Dataset excerpts

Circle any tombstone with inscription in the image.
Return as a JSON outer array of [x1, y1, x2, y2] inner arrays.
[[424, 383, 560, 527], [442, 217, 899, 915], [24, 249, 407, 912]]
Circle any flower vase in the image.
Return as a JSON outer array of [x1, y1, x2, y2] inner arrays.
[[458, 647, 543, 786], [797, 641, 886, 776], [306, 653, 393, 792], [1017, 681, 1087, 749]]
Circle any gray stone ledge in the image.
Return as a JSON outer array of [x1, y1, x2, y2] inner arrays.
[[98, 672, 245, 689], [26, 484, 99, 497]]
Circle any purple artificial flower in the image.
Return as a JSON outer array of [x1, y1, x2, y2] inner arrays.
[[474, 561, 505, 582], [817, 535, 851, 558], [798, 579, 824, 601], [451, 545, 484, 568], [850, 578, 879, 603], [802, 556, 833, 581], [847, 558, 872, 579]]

Required work
Each record is to be transcribed exactly and in full.

Expected output
Circle any tombstone with inscription in the image.
Return as a JSON outer array of [x1, y1, x2, y2] inner arrays.
[[424, 383, 560, 527], [442, 217, 899, 915], [24, 249, 407, 912]]
Circle any flower vase in the image.
Return as a JSON outer array of [x1, y1, x2, y2] inner arrays.
[[458, 647, 543, 786], [797, 641, 886, 776], [306, 653, 393, 792], [1017, 681, 1087, 749]]
Circle any gray stone ledge in the image.
Return as a JSON outer array of [x1, y1, x2, y2] inner arrays.
[[98, 672, 245, 689], [26, 484, 99, 497]]
Circle any purple artificial flower in the image.
Return as a JSON outer array of [x1, y1, x2, y2] inner arrays.
[[474, 561, 505, 582], [817, 535, 851, 558], [798, 579, 824, 601], [451, 545, 484, 568], [850, 578, 879, 603], [802, 556, 833, 581], [847, 558, 872, 579]]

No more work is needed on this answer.